___ Quoted passage ___

1. The twelve Petitioners were convicted by the Chief Presidency Magistrate of an offence under sec. 143, I. P. C., and were sentenced each to

21 days'' rigorous imprisonment. A Rule was issued to show cause why the conviction should not be set aside and a new trial ordered chiefly on

the ground that the record of the case, the trial of which was somewhat protracted, is insufficient to enable this Court to deal with the case

adequately upon revision. We have heard Mr. Jackson for the Petitioners and the learned Standing Counsel for the Crown and have considered

the authorities cited which lay down the rule that the Magistrate should state the reasons for conviction in such a manner that this Court on revision

may judge whether there were sufficient materials before him to support the conviction. Sec. 362 of the Code prescribes that the evidence in

appealable cases, that is in which a Presidency Magistrate imposes a fine exceeding Rs. 200 or imprisonment for a term exceeding 6 months, shall

be duly recorded. There is no obligation in law to record evidence in other cases. In sec. 370 it is enacted that instead of recording a regular

judgment a Presidency Magistrate need only record certain specified particulars (a) to (b) and (i) in all cases in which the Magistrate inflicts

imprisonment or fine exceeding Rs. 200 or both, a brief statement of the reasons for the conviction.

2. Now in the present case the record of the evidence is undoubtedly very meagre. It is urged that it is usual for Presidency Magistrates at all

events in cases where accused is represented by counsel, to record the evidence with some fulness and that this arrangement is convenient for the

parties as well as for the Magistrate in preparing his judgment. This may be so, but we are unable to prescribe a procedure which the law has not

rendered obligatory. The discretion rests with the Magistrate and we cannot rule otherwise. The Magistrate explains that he thought it necessary to

record the evidence only so far as it bore on the question of identification.

___ Rows ___

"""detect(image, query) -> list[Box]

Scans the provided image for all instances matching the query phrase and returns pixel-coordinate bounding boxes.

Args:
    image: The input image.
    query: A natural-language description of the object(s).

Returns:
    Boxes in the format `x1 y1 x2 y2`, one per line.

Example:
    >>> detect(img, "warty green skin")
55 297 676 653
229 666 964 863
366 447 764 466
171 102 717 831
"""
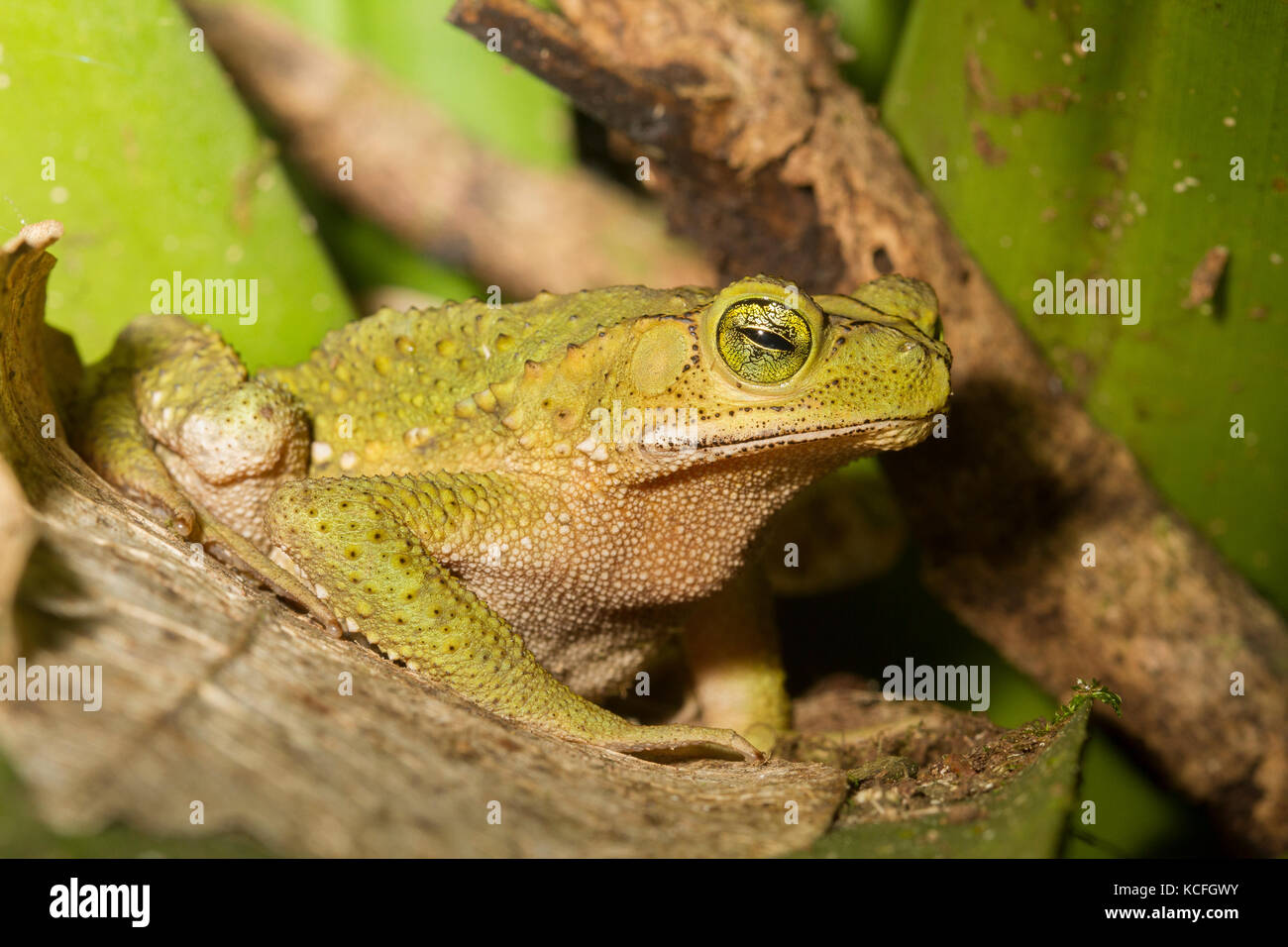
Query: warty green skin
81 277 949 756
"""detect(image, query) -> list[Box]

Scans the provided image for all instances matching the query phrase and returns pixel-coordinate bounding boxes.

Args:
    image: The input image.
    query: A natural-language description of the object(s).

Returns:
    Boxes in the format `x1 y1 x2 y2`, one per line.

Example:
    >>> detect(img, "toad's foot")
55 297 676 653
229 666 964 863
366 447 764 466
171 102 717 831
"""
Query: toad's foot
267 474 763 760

___

● Parts of the exercise:
A) From the court ruling, reproduce the passage starting at "imprisonment or fine" and ending at "question of identification.".
B) Under which section of the I. P. C. were the twelve Petitioners convicted, according to the court ruling?

● Results:
A)
imprisonment or fine exceeding Rs. 200 or both, a brief statement of the reasons for the conviction.

2. Now in the present case the record of the evidence is undoubtedly very meagre. It is urged that it is usual for Presidency Magistrates at all

events in cases where accused is represented by counsel, to record the evidence with some fulness and that this arrangement is convenient for the

parties as well as for the Magistrate in preparing his judgment. This may be so, but we are unable to prescribe a procedure which the law has not

rendered obligatory. The discretion rests with the Magistrate and we cannot rule otherwise. The Magistrate explains that he thought it necessary to

record the evidence only so far as it bore on the question of identification.

B) Sec. 143